◆ Provided data:
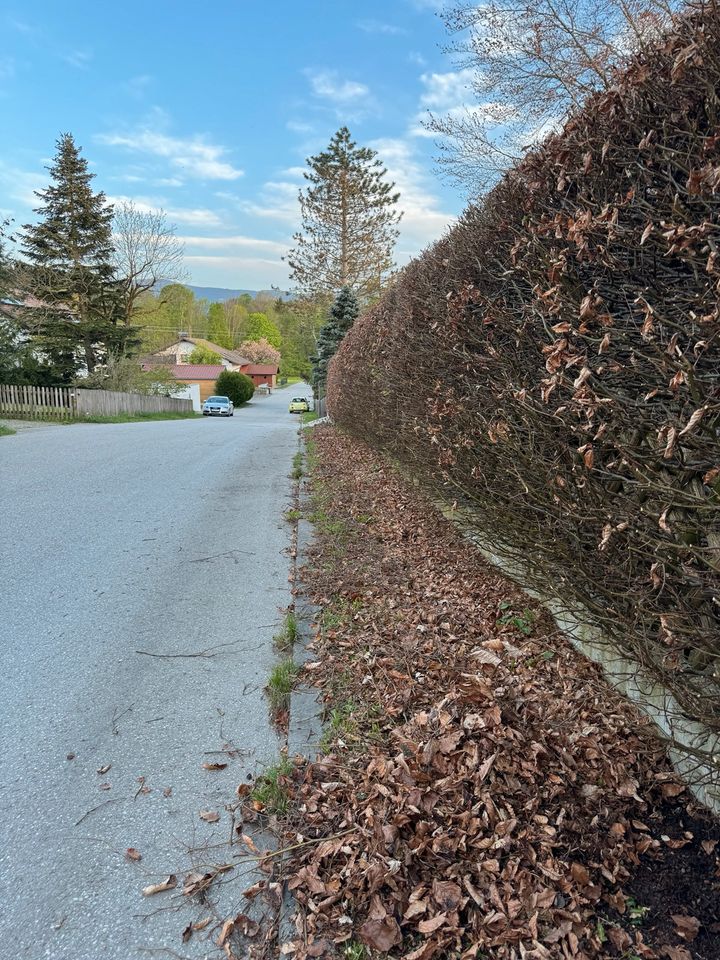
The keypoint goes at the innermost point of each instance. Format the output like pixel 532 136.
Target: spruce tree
pixel 218 330
pixel 342 315
pixel 70 249
pixel 349 222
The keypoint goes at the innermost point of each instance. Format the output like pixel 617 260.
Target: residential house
pixel 180 351
pixel 202 374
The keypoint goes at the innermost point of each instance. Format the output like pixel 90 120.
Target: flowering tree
pixel 260 351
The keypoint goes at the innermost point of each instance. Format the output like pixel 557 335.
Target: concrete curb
pixel 305 713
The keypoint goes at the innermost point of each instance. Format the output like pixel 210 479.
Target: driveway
pixel 143 567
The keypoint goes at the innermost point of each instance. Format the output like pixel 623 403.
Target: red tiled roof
pixel 190 371
pixel 260 369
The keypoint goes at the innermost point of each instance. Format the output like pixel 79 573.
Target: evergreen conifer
pixel 80 320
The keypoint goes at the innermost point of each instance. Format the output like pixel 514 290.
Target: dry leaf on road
pixel 160 887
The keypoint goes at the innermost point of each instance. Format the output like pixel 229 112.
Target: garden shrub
pixel 236 386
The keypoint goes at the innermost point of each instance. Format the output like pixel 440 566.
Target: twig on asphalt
pixel 116 717
pixel 216 556
pixel 207 652
pixel 165 950
pixel 93 809
pixel 269 854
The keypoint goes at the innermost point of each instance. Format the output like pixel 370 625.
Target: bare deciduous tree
pixel 533 63
pixel 146 251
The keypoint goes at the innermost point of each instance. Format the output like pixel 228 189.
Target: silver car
pixel 218 407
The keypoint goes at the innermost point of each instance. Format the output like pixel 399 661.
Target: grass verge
pixel 287 636
pixel 137 417
pixel 271 789
pixel 297 470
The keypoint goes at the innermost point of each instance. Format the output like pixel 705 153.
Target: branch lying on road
pixel 207 652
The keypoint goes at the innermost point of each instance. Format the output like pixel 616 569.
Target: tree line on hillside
pixel 89 292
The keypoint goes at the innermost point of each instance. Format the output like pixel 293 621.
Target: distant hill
pixel 219 294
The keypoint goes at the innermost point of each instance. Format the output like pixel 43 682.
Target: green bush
pixel 234 385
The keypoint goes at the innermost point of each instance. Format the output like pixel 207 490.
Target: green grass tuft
pixel 288 635
pixel 270 789
pixel 281 682
pixel 297 470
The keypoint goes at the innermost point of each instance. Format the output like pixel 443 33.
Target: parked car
pixel 218 407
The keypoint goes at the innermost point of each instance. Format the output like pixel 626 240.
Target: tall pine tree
pixel 218 330
pixel 349 222
pixel 342 315
pixel 80 320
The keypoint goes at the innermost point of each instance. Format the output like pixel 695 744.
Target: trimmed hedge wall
pixel 553 363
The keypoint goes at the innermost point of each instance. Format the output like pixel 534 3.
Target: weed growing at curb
pixel 270 790
pixel 297 470
pixel 285 639
pixel 340 724
pixel 281 682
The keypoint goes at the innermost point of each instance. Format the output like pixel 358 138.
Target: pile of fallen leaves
pixel 486 793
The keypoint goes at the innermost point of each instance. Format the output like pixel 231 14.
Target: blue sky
pixel 210 110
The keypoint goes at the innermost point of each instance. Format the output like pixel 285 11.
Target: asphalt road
pixel 165 537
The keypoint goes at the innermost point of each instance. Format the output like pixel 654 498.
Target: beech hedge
pixel 552 363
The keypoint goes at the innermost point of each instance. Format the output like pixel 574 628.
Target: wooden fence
pixel 68 403
pixel 107 403
pixel 37 403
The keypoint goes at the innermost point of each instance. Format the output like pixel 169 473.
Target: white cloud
pixel 20 185
pixel 298 127
pixel 450 94
pixel 237 242
pixel 379 26
pixel 443 91
pixel 79 58
pixel 194 217
pixel 423 220
pixel 256 272
pixel 278 200
pixel 137 86
pixel 193 156
pixel 328 85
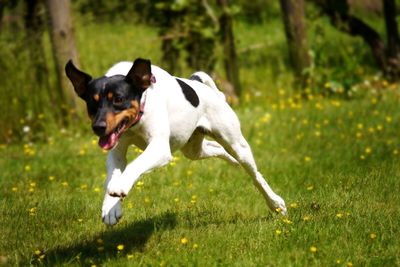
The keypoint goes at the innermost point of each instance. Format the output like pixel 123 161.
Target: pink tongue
pixel 107 142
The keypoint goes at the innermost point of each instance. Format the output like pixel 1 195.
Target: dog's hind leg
pixel 226 131
pixel 200 148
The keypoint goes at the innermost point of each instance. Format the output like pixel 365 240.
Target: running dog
pixel 142 104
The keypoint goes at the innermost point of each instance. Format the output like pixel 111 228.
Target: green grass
pixel 336 163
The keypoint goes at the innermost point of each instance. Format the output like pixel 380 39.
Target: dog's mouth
pixel 109 141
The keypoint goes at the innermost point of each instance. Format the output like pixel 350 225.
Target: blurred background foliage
pixel 183 36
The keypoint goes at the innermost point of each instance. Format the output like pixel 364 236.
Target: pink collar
pixel 142 103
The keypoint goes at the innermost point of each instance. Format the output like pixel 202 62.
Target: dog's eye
pixel 118 100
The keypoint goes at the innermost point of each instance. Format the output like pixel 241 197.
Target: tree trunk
pixel 228 42
pixel 63 46
pixel 2 5
pixel 34 43
pixel 386 57
pixel 393 40
pixel 295 30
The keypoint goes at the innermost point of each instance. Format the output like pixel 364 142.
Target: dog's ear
pixel 140 74
pixel 78 78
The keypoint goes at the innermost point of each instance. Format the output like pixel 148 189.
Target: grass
pixel 335 162
pixel 333 158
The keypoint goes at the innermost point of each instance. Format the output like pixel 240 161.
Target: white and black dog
pixel 141 104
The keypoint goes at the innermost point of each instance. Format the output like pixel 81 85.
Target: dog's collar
pixel 142 101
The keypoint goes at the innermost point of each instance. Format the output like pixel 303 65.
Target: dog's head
pixel 113 103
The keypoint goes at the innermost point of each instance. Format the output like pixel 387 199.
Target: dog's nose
pixel 99 127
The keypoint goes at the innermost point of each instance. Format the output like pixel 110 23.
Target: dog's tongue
pixel 108 142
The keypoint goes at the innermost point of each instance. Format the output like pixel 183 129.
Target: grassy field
pixel 335 162
pixel 334 157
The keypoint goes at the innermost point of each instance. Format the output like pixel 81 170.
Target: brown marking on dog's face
pixel 113 103
pixel 109 95
pixel 114 119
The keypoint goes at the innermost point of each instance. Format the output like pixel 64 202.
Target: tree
pixel 295 30
pixel 34 27
pixel 386 57
pixel 228 43
pixel 63 46
pixel 393 40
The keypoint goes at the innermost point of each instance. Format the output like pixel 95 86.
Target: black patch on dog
pixel 189 93
pixel 196 78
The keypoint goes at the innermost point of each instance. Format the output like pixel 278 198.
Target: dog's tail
pixel 203 77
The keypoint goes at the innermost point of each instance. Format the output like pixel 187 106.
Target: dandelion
pixel 26 129
pixel 313 249
pixel 266 118
pixel 339 215
pixel 372 236
pixel 84 186
pixel 27 168
pixel 287 221
pixel 32 211
pixel 184 241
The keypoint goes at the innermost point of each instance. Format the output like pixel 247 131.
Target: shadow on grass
pixel 104 247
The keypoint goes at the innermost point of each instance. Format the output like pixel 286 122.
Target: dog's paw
pixel 118 188
pixel 111 211
pixel 277 204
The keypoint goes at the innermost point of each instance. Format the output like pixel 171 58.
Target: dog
pixel 142 104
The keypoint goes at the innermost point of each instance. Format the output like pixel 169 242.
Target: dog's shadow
pixel 111 243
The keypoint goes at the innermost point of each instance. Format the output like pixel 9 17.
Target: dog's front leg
pixel 157 154
pixel 116 163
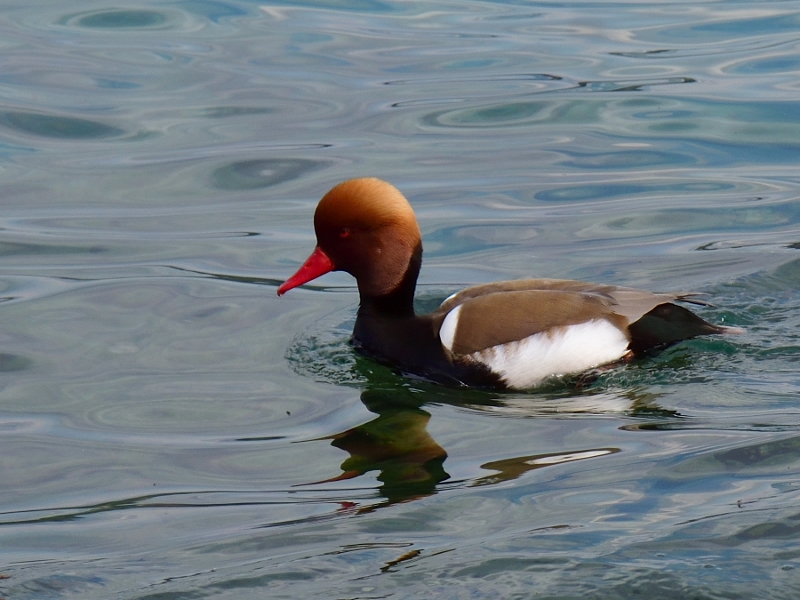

◆ Challenge: Return every item above word for word, leaving out the pictures.

◆ Answer to the task:
The keypoint goes at the innermost point of each instance. Format the output like pixel 532 136.
Target: spruce tree
pixel 218 330
pixel 342 315
pixel 70 249
pixel 349 222
The keypoint goes at the innermost point of each instance. Format the output like pixel 617 260.
Target: residential house
pixel 180 351
pixel 202 374
The keypoint goes at the innermost point of each instance. Format the output like pixel 90 120.
Target: flowering tree
pixel 260 351
The keypoint goes at the innermost point of each instance. Format the output like pixel 557 335.
Target: concrete curb
pixel 305 713
The keypoint goes at the innermost point of each instance. Format the output like pixel 210 479.
Target: driveway
pixel 143 567
The keypoint goes at the innermost point of each instance. Format the output like pixel 623 403.
Target: red tiled roof
pixel 190 371
pixel 260 369
The keypoint goes at the innermost point of each instance. Format the output like pixel 79 573.
Target: evergreen conifer
pixel 80 320
The keypoint goes at the innermost point of each instance. Format the output like pixel 514 290.
Target: dry leaf on road
pixel 160 887
The keypoint goes at the innermost point of each instance. Format the output like pixel 229 112.
Target: garden shrub
pixel 236 386
The keypoint goes at the innermost point of each instance. Format the output like pixel 440 566.
Target: twig on asphalt
pixel 116 717
pixel 216 556
pixel 207 652
pixel 165 950
pixel 93 809
pixel 269 854
The keypoint goes at the innermost point of each instance. Format the output like pixel 370 625.
Target: bare deciduous tree
pixel 533 63
pixel 146 251
The keypoint goes at the innermost point of each instance. Format the output like pixel 228 189.
Target: silver car
pixel 218 407
The keypoint goes at the innermost point of each instance. Format the output like pixel 399 661.
Target: grass verge
pixel 287 636
pixel 137 417
pixel 271 789
pixel 297 470
The keypoint goes at the innermost point of each instance. Format the output like pixel 705 153.
Target: branch lying on road
pixel 207 652
The keypoint goes at the innermost point of each instance. Format the output like pixel 616 569.
Target: tree line on hillside
pixel 89 292
The keypoint goes at the innermost point of each instance. Format the output like pixel 293 621.
Target: distant hill
pixel 219 294
The keypoint goes at the innermost point of each instance. Format the output like pixel 43 682.
Target: green bush
pixel 234 385
The keypoint goes at the innermost point of each instance. Format the output like pixel 207 490.
Target: green grass tuft
pixel 288 635
pixel 270 789
pixel 281 682
pixel 297 470
The keypoint goes at the innermost point of each instance. Format the output like pixel 443 33.
Target: parked car
pixel 218 407
The keypoint goes at the innermost point of each instance. Format the output like pixel 626 240.
Target: tall pine tree
pixel 218 330
pixel 349 222
pixel 342 315
pixel 80 320
The keypoint goes at the innermost point of each instance. Format the output like pixel 695 744.
Target: trimmed hedge wall
pixel 553 363
The keypoint goes at the innermost point of each instance. Format the output like pixel 534 3.
Target: weed growing at curb
pixel 270 790
pixel 297 470
pixel 285 639
pixel 340 724
pixel 281 682
The keypoint goes at the innermost point of each instance. Format the output like pixel 358 138.
Target: pile of fallen leaves
pixel 486 793
The keypoint goes at the innermost point of each instance. Format the output like pixel 231 14.
Target: blue sky
pixel 210 110
The keypoint goes at the innermost point of each instance. Format the output like pixel 285 11.
Target: asphalt road
pixel 165 537
The keypoint goes at the innermost point of each instance. Format the output like pixel 654 498.
Target: beech hedge
pixel 552 363
The keypoint goes at the innermost point of each instance. Format the output like pixel 574 628.
Target: wooden fence
pixel 68 403
pixel 107 403
pixel 37 403
The keypoint goes at the innermost point of each instance. Format the output like pixel 169 473.
Target: white cloud
pixel 20 185
pixel 298 127
pixel 450 94
pixel 237 242
pixel 379 26
pixel 443 91
pixel 79 58
pixel 194 217
pixel 423 220
pixel 256 272
pixel 278 200
pixel 137 86
pixel 193 156
pixel 328 85
The keypoint goes at the innermost point of each instance. Format the output like pixel 123 161.
Target: pink tongue
pixel 107 142
The keypoint goes at the innermost point of each instance. Format the output like pixel 1 195.
Target: dog's hind leg
pixel 226 131
pixel 200 148
The keypoint goes at the innermost point of each instance. Format the output like pixel 365 240.
Target: running dog
pixel 142 104
The keypoint goes at the innermost point of each instance. Format the output like pixel 111 228.
Target: green grass
pixel 336 163
The keypoint goes at the innermost point of each instance. Format the output like pixel 380 39.
Target: dog's mouth
pixel 109 141
The keypoint goes at the innermost point of each instance. Format the output like pixel 350 225.
Target: blurred background foliage
pixel 183 36
The keypoint goes at the innermost point of each instance. Format the output like pixel 364 236.
Target: pink collar
pixel 142 103
The keypoint goes at the innermost point of each instance. Format the output like pixel 202 62.
Target: dog's eye
pixel 118 100
The keypoint goes at the innermost point of each instance. Format the output like pixel 241 197.
Target: tree trunk
pixel 228 42
pixel 63 46
pixel 2 5
pixel 34 43
pixel 386 57
pixel 393 40
pixel 295 30
The keypoint goes at the innermost point of each instance. Format the output like pixel 364 142.
Target: dog's ear
pixel 140 74
pixel 78 78
The keypoint goes at the innermost point of each instance. Format the output like pixel 148 189.
Target: grass
pixel 335 162
pixel 333 158
The keypoint goes at the innermost point of each instance. Format the output like pixel 240 161.
Target: white and black dog
pixel 141 104
The keypoint goes at the innermost point of each instance. Format the output like pixel 81 85.
Target: dog's collar
pixel 142 101
The keypoint goes at the innermost point of each instance. Format the output like pixel 303 65.
Target: dog's head
pixel 113 103
The keypoint goes at the innermost point of each instance. Format the output like pixel 387 199.
Target: dog's nose
pixel 99 127
The keypoint goes at the innermost point of each instance. Format the output like pixel 110 23.
Target: dog's tongue
pixel 108 142
The keypoint goes at the innermost point of each instance. Format the output like pixel 183 129.
Target: grassy field
pixel 335 162
pixel 334 157
The keypoint goes at the innermost point of each instance. Format the output like pixel 81 170.
Target: brown marking on dog's face
pixel 113 103
pixel 109 95
pixel 114 119
The keypoint goes at the innermost point of each instance. Format the output like pixel 64 202.
Target: tree
pixel 295 30
pixel 34 27
pixel 386 57
pixel 228 43
pixel 63 46
pixel 393 40
The keypoint goes at the innermost point of each instance. Format the output like pixel 95 86.
Target: black patch on dog
pixel 189 93
pixel 196 78
The keypoint goes at the innermost point of each instance. Format the output like pixel 278 198.
Target: dog's tail
pixel 203 77
The keypoint goes at the innermost point of each instance. Format the output like pixel 187 106.
Target: dandelion
pixel 26 129
pixel 313 249
pixel 266 118
pixel 339 215
pixel 372 236
pixel 84 186
pixel 27 168
pixel 287 221
pixel 32 211
pixel 184 241
The keypoint goes at the innermost point of each instance. Format the output like pixel 247 131.
Target: shadow on grass
pixel 104 247
The keypoint goes at the innermost point of each instance. Format the output like pixel 286 122.
Target: dog's paw
pixel 118 188
pixel 111 211
pixel 277 204
The keypoint goes at the innermost point of each instance. Format the output like pixel 171 58.
Target: dog
pixel 142 104
The keypoint goes at the innermost point of each instance. Format the output like pixel 169 242.
Target: dog's shadow
pixel 111 243
The keypoint goes at the innermost point of each instance. Format the output like pixel 9 17.
Target: dog's front leg
pixel 157 154
pixel 116 163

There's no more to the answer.